What you return must match the records word for word, except that images are dropped.

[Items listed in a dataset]

--*--

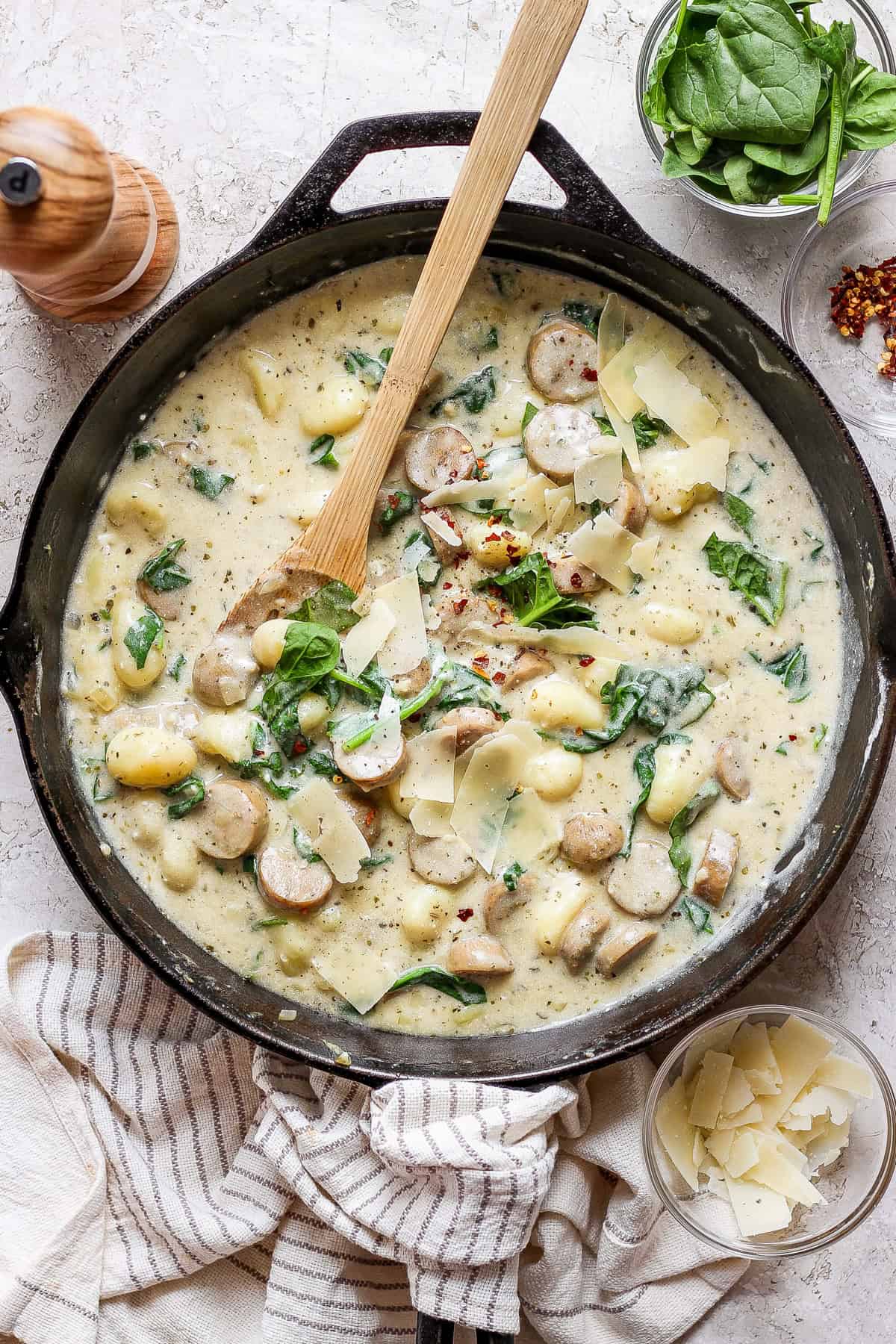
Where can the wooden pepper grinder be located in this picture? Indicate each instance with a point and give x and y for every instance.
(89, 235)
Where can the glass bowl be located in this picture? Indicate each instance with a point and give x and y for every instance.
(872, 43)
(862, 228)
(852, 1186)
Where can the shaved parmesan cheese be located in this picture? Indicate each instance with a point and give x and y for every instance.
(606, 549)
(798, 1048)
(617, 378)
(623, 432)
(711, 1088)
(751, 1048)
(430, 771)
(432, 819)
(574, 638)
(441, 526)
(406, 645)
(558, 504)
(598, 477)
(364, 640)
(528, 510)
(743, 1154)
(839, 1071)
(531, 831)
(676, 1132)
(672, 396)
(756, 1209)
(738, 1093)
(482, 797)
(644, 556)
(331, 830)
(612, 331)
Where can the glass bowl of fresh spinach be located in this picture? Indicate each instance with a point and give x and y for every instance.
(768, 108)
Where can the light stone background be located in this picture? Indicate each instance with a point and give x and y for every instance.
(231, 101)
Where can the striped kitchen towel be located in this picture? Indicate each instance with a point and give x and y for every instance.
(161, 1180)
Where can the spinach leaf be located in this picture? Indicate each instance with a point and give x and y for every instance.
(529, 591)
(512, 875)
(682, 823)
(331, 605)
(188, 793)
(761, 579)
(474, 393)
(141, 636)
(398, 504)
(751, 78)
(697, 914)
(871, 113)
(366, 367)
(311, 651)
(793, 670)
(210, 483)
(323, 447)
(739, 512)
(652, 698)
(467, 687)
(455, 987)
(837, 49)
(586, 315)
(645, 769)
(647, 429)
(161, 571)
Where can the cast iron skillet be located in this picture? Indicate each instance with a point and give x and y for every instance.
(305, 241)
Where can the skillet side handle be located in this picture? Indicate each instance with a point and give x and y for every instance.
(308, 208)
(429, 1331)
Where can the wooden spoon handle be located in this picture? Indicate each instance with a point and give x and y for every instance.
(336, 541)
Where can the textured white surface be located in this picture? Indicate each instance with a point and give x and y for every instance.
(231, 101)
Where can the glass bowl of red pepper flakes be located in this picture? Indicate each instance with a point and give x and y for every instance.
(839, 307)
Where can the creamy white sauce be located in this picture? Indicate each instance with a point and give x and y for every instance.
(253, 417)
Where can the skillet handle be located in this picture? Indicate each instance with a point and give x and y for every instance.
(308, 208)
(429, 1331)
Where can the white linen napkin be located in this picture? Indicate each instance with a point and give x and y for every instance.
(163, 1180)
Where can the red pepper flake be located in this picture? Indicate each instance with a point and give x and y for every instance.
(862, 295)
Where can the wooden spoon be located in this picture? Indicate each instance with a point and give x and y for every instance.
(335, 544)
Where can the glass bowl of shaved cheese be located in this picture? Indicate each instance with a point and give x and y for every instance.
(770, 1132)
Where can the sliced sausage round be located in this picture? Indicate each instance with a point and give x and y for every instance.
(526, 667)
(292, 882)
(233, 820)
(370, 766)
(479, 954)
(225, 671)
(716, 867)
(561, 361)
(472, 724)
(626, 942)
(588, 839)
(499, 900)
(444, 859)
(645, 883)
(558, 438)
(582, 934)
(629, 508)
(437, 456)
(729, 769)
(573, 578)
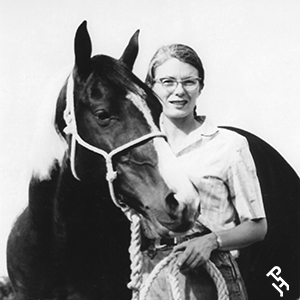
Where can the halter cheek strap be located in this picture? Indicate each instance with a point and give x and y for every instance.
(71, 128)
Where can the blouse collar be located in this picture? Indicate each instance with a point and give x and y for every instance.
(206, 130)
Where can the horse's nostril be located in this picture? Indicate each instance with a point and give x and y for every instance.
(172, 204)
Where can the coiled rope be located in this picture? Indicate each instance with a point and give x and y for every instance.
(140, 291)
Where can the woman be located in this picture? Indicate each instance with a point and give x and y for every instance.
(219, 163)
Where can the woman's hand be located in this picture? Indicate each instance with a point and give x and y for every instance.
(195, 252)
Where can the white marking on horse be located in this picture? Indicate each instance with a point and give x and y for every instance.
(168, 165)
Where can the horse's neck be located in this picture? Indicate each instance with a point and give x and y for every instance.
(58, 204)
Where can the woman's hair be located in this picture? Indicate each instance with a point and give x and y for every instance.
(182, 52)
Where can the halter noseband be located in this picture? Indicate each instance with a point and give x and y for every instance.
(71, 128)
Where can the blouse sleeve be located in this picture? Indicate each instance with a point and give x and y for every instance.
(244, 185)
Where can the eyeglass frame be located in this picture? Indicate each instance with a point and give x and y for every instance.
(159, 80)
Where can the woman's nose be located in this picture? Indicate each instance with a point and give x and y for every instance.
(179, 90)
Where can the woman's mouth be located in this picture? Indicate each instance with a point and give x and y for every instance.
(178, 103)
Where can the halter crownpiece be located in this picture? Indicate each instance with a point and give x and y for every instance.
(71, 128)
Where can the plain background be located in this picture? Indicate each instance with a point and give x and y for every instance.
(250, 51)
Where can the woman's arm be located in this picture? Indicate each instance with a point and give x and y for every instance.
(243, 235)
(198, 250)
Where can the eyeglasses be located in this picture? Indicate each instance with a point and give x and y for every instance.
(170, 84)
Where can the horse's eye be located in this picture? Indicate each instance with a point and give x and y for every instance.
(103, 116)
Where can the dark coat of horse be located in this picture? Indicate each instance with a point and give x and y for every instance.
(72, 241)
(281, 247)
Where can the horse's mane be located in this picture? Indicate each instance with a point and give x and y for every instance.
(48, 145)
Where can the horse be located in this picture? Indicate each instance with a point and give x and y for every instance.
(280, 187)
(110, 163)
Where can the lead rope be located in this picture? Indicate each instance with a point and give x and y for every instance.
(173, 277)
(139, 290)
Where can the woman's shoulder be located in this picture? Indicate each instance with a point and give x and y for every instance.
(232, 138)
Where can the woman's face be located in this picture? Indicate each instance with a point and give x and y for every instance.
(178, 103)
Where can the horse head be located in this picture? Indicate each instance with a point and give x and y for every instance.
(110, 120)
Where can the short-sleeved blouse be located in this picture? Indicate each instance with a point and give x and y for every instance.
(219, 163)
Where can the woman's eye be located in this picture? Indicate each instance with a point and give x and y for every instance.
(168, 82)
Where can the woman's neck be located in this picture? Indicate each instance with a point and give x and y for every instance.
(177, 129)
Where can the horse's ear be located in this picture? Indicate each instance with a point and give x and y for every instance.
(83, 49)
(131, 51)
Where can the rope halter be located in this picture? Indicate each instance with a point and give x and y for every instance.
(71, 128)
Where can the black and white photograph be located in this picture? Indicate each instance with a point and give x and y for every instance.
(149, 150)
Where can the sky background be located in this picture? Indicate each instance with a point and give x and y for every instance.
(250, 51)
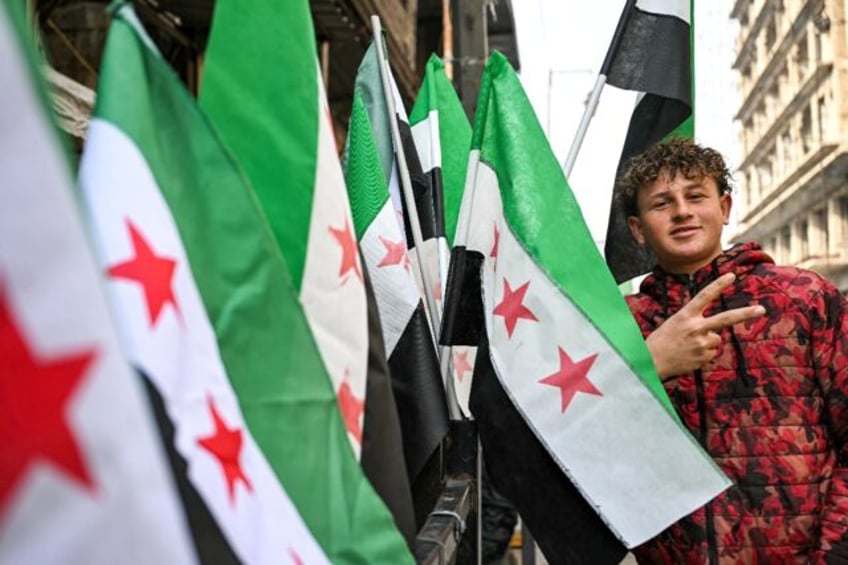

--*--

● **ANSWER SECTION**:
Where can the wooden pepper grinder be located in this picture? Indicate each instance with a point and give x and y for every instance.
(89, 235)
Where can the glass bowl be located in this picture? Indicate each instance with a point and give x and y for every instance.
(872, 43)
(862, 228)
(852, 1186)
Where can the shaved parmesan cheese be located in this picture? Indicate each instance with a point and give x and y for every instance.
(606, 549)
(798, 1048)
(617, 378)
(623, 432)
(711, 1088)
(751, 1048)
(430, 771)
(432, 819)
(574, 638)
(441, 526)
(406, 645)
(558, 504)
(598, 477)
(364, 640)
(528, 510)
(743, 1154)
(839, 1071)
(531, 831)
(676, 1132)
(672, 396)
(756, 1209)
(738, 1093)
(482, 797)
(644, 556)
(331, 830)
(612, 331)
Where can the glass bowl of fresh spinach be located in this picture? Indicate each instance with a point and give x and y for every instance.
(768, 108)
Where can the light stone background be located in this picture? Indicate each instance with a point and give x and y for every instance.
(231, 101)
Where can the striped kitchen towel be located in this picture? Indicate each instance with a point and give x and y for every instance.
(161, 1180)
Where can the spinach leaf be located in this picture? Indicate each instance with a point and give x and y for every instance.
(529, 591)
(512, 875)
(682, 823)
(331, 605)
(188, 793)
(761, 579)
(474, 393)
(141, 636)
(398, 504)
(751, 78)
(697, 914)
(871, 113)
(366, 367)
(311, 651)
(793, 670)
(210, 483)
(323, 447)
(739, 512)
(652, 698)
(467, 687)
(455, 987)
(837, 49)
(586, 315)
(645, 769)
(647, 429)
(161, 571)
Where can the cast iron skillet be located in this picture? Indicate each instance with a point and give x and y for every instance.
(305, 241)
Where can the skillet side handle be located in this picture? Indicate each instance with a point and give x and y for every instance.
(308, 208)
(429, 1331)
Where can the wooden spoon handle be located in this picture? Indicate each instance with a point and give x and y for every instance.
(336, 541)
Where can the textured white surface be located in this picture? Indicate each instance with a point and give x and y for every instance.
(231, 101)
Where can the glass bowl of red pepper flakes be located in this picture? Indicate each instance with a point and give x and y for every instance.
(839, 307)
Where can the creamy white sauce be located in this picture? Indicate each instance with a point and give x and y for every instance.
(253, 417)
Where can the skillet handle be located in this picture? Indicate each instance with a point and give x and y for every instance.
(308, 208)
(429, 1331)
Where can the white linen napkin be located in this picture? Indicate each instance with a point and give x and y for every instance.
(163, 1180)
Where can the red pepper flake be located in this picture? Indicate each instance with a point and give x and y for every instance.
(862, 295)
Where can the wooden spoon be located in this picture? Indicate each instance with a point and give x and y for every instance.
(335, 544)
Where can the glass bowl of shaved cheese be located in this picture? Indicate each instance with a point and give x and y for every instance.
(770, 1132)
Where can the sliced sausage round be located in this picture? Indicate each instance with a point and give x and y for every instance.
(526, 667)
(292, 882)
(233, 820)
(370, 766)
(479, 954)
(225, 671)
(716, 867)
(561, 361)
(472, 724)
(626, 942)
(588, 839)
(499, 900)
(444, 859)
(645, 883)
(558, 438)
(582, 934)
(629, 508)
(437, 456)
(729, 769)
(573, 578)
Where can the halter cheek strap be located in this picture? Indicate each instance with a point and give x and y for every instance.
(71, 128)
Where can the blouse collar be located in this picture? Indicate each instance with a point and give x and y for every instance.
(206, 130)
Where can the horse's nostril be located in this picture? Indicate each instance with a point and give x and y for every instance.
(172, 204)
Where can the coiled rope be located in this picture? Indicate each instance with a point and give x and y for every instance.
(140, 291)
Where can the woman be located in this picture? Indicate each instance with a point and give x and y for every instance.
(219, 163)
Where can the woman's hand be located in this picture? Indicate each instance with a point and give x and y for every instance.
(195, 252)
Where can the white marking on horse be located in this picture? Indicate each instance with a point and give x and y for every instance.
(168, 165)
Where can the horse's neck be located in this picture? Indicate each instance with a point and give x and y for every instance.
(58, 204)
Where can the woman's hair be located in this picture? Indicate each instance with a point and give x and y for every instance.
(182, 52)
Where can the halter noseband be located in this picture? Indicate each instance with a point and give x and y for every instance.
(71, 128)
Where can the blouse sleeve be located in this picture? Indicate each instance with a point and give x and y for every instance.
(244, 185)
Where can the eyeglass frame be located in this picture? Indicate each instance with a point and give x and y for every instance.
(159, 80)
Where can the woman's nose be located in this picture? Indicate each instance with a point and give x and y for every instance.
(179, 90)
Where can the woman's mouth be located in this picture? Indicate each instance with a point and give x and y for every instance.
(178, 103)
Where can the halter crownpiece be located in this picture? Indicate each instance with a point and give x and y for every instance.
(71, 128)
Where can the plain background be located in this picture? Indicate each instance with a point and give x and y for every instance.
(250, 51)
Where can the woman's arm be located in this picture? Indicate each instance with a point and give x and y for every instance.
(243, 235)
(198, 250)
Where can the eyeglasses be located in this picture? Indicate each instance with a point and give x and y for every instance.
(170, 84)
Where can the horse's eye be located in this picture? Indicate each instance with a point and give x and y for every instance.
(103, 116)
Where can the dark coat of horse be located in this picture? Indicate each instance with a point and give x and y for every instance.
(72, 241)
(281, 247)
Where can the horse's mane be located in this picture? Indicate each instance with a point and give x and y for every instance.
(48, 145)
Where can the horse be located in this picture? Indicate each instance with a point and give x and y for every instance.
(280, 187)
(110, 163)
Where can the lead rope be located in this picture? Indicate each instance with a point and give x and y for every instance.
(173, 277)
(139, 290)
Where can the woman's shoulder be located in this picture? Indicate each instance with a point and give x and y for every instance.
(232, 138)
Where can the woman's face be located in this picture? Indicate each instance with a point and give x and y for every instance.
(178, 103)
Where can the horse head be located in this picture? Indicate each instance with a point and give x and y for every instance.
(110, 120)
Where can the short-sleeved blouse be located in this picture? Indicate each instance with a point and give x and y for every instance.
(219, 163)
Where can the woman's eye be located in this picture? Indicate each instance with a point and give x and y for every instance.
(168, 82)
Where can the woman's neck be located in this picture? Indicate each instance with a point and give x and y for every instance.
(177, 129)
Where can the horse's ear be located in this picture? Indicate each instance with a point and give x and y for every instance.
(83, 49)
(131, 51)
Where can the rope halter be located in this picture? Indicate each instance with a point and give x and y for every instance.
(71, 128)
Where can the black and white photograph be located in this picture? Indicate each instance with a point and give x and y for every instance.
(149, 150)
Where can the sky background be located in this picture? Indicate each instance with a point and give x and y for every instance.
(250, 51)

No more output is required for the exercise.